(Region annotation entries)
|---|

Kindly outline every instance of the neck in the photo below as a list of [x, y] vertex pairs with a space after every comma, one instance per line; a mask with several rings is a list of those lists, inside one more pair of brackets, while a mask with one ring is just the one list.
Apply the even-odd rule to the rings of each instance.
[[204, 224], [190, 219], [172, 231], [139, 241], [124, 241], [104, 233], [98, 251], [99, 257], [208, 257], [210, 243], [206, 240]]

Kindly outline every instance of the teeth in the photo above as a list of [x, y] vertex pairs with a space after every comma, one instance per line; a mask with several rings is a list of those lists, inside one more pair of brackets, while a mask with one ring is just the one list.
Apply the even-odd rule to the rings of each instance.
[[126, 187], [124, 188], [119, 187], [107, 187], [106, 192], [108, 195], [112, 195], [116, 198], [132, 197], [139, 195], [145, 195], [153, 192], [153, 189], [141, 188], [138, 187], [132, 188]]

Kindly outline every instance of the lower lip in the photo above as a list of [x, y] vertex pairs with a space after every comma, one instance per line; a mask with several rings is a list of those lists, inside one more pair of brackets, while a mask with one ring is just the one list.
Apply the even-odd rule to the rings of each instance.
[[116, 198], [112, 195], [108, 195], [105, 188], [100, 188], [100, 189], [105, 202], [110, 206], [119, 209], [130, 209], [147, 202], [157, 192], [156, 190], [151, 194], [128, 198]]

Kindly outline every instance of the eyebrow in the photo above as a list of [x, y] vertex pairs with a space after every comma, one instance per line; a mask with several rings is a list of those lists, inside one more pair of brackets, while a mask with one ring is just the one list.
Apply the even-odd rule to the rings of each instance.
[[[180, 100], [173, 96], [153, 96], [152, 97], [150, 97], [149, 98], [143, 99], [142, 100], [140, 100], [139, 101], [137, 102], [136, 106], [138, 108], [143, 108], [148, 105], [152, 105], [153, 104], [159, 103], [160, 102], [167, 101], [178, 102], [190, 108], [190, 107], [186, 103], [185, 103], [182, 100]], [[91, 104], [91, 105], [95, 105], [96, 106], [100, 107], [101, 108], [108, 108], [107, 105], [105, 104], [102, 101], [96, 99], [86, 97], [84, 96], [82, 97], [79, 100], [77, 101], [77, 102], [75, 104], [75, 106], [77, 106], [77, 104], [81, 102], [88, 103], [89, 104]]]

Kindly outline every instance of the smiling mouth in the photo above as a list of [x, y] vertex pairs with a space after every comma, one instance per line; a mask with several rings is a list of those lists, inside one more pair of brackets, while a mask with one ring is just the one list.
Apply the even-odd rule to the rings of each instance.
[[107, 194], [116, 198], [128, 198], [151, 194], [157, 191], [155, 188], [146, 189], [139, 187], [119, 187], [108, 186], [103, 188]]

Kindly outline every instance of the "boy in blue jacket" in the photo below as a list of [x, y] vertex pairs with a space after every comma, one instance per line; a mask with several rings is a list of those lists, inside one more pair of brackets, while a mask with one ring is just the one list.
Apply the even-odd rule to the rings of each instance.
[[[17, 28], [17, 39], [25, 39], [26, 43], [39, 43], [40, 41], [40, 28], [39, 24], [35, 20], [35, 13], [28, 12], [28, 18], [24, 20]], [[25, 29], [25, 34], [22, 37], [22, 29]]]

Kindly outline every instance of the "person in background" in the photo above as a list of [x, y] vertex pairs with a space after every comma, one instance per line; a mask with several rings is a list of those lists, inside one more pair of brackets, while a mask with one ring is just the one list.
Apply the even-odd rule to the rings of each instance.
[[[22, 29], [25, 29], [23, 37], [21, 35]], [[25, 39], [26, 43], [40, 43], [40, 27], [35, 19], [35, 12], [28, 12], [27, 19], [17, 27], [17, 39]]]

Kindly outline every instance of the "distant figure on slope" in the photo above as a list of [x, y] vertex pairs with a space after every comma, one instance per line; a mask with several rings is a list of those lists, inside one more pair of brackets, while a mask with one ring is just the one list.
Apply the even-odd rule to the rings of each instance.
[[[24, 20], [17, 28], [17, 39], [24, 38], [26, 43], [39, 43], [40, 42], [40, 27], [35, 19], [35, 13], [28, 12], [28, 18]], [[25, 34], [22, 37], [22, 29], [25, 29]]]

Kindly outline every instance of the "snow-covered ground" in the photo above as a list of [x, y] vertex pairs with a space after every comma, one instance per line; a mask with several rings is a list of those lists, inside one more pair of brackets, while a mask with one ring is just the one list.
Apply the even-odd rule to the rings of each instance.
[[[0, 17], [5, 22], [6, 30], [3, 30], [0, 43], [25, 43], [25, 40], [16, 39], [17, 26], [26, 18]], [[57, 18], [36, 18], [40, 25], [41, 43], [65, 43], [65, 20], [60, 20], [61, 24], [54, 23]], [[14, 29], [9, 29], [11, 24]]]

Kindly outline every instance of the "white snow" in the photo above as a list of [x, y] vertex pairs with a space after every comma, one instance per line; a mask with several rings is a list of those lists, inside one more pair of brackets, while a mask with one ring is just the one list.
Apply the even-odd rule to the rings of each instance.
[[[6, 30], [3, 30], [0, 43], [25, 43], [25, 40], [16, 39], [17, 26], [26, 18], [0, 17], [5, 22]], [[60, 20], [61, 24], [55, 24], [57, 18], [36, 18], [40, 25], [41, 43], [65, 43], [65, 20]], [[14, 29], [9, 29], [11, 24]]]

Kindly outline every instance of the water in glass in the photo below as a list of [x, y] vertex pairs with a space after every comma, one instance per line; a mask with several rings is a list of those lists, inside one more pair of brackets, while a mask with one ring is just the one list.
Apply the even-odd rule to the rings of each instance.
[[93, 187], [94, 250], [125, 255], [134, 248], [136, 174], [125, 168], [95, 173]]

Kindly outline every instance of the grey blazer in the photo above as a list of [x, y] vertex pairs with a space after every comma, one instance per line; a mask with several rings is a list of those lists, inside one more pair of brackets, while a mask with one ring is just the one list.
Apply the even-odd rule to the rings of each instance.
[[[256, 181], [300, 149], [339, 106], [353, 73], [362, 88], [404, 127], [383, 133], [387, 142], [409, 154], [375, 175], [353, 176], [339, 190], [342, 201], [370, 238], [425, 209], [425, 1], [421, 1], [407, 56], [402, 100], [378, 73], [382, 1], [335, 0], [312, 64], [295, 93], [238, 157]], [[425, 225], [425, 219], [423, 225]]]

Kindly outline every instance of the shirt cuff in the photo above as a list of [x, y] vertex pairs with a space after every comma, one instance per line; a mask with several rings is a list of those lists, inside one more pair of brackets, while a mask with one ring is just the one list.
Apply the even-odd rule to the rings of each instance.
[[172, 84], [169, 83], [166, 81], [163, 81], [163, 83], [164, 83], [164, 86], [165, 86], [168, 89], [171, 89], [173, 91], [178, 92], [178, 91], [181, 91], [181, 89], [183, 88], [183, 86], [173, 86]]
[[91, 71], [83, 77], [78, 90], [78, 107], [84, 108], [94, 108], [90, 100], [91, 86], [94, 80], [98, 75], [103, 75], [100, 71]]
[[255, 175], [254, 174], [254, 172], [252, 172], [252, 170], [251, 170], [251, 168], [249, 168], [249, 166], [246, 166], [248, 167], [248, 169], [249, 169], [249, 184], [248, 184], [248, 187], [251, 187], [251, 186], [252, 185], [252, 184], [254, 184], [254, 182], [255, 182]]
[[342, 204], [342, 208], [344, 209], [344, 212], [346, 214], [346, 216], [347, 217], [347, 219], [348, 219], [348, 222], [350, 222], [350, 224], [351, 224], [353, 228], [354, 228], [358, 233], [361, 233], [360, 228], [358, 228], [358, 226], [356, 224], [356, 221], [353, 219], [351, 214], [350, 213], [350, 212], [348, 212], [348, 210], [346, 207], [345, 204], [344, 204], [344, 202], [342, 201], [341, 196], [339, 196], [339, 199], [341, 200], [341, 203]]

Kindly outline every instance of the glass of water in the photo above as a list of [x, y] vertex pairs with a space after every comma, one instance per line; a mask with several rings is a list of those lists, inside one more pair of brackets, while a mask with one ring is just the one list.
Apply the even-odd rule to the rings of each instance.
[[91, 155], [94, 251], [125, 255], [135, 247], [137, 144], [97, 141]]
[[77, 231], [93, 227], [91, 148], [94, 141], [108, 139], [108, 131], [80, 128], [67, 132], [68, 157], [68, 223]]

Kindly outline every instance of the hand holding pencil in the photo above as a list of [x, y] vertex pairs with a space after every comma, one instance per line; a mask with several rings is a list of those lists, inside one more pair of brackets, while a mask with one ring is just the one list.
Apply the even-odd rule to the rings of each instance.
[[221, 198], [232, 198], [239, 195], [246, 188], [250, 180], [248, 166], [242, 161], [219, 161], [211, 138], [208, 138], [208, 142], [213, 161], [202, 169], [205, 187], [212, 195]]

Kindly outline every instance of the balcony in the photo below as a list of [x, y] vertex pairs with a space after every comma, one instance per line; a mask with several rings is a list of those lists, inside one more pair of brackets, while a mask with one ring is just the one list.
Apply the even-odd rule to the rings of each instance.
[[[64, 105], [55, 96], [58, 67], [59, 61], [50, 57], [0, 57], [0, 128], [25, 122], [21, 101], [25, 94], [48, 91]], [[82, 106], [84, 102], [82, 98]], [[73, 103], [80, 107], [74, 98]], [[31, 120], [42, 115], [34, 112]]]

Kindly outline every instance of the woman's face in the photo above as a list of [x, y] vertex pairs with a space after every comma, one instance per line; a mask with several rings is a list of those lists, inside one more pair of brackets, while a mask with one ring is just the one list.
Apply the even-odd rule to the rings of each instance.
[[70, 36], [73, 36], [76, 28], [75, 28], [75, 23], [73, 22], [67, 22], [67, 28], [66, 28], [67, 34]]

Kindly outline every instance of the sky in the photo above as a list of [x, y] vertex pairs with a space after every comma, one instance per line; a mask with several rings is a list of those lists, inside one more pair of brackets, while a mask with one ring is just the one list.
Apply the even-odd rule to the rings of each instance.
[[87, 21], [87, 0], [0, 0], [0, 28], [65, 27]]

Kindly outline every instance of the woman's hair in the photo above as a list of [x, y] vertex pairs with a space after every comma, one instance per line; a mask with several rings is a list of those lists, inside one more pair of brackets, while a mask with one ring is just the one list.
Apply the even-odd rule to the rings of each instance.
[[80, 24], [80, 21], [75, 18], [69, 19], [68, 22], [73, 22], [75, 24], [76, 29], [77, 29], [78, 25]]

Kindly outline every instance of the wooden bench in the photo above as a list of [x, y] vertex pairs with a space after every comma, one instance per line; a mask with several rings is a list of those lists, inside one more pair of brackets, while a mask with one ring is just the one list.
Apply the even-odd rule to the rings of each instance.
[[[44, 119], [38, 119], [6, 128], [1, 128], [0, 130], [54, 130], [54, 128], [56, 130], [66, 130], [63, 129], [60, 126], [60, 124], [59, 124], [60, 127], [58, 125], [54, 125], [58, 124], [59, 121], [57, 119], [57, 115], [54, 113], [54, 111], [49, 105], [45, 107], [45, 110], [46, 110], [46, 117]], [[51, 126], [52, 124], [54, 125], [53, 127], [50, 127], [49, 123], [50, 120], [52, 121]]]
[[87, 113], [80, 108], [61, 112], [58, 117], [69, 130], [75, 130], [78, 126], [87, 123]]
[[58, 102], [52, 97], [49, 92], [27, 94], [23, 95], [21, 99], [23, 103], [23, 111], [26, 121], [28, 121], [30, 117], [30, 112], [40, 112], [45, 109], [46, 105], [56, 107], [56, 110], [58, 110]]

|---|

## [Instructions for the task]
Reproduce verbatim the lines from the one containing "Kindly outline every instance of the sky" through the one containing "29], [78, 25]]", both included.

## [Result]
Kindly outline every instance of the sky in the photo above as a list of [x, y] vertex pairs with a space after every comma, one instance per line; a mask with several rings is a list of those lists, inside one more pair of brackets, while a mask with one ring is just the one list.
Apply the even-odd rule to the rings of each instance.
[[87, 21], [87, 0], [0, 0], [0, 28], [65, 27]]

Kindly outline every instance of the woman's hair in the photo above as a list of [x, y] vertex pairs with a space after every comma, one instance per line; a mask with several rings is a list of those lists, inside one more pair of brackets, while a mask with one ring is just the one list.
Apply the even-odd rule to the rings of each instance.
[[80, 24], [80, 21], [75, 18], [69, 19], [68, 22], [73, 22], [75, 24], [76, 29], [77, 29], [78, 25]]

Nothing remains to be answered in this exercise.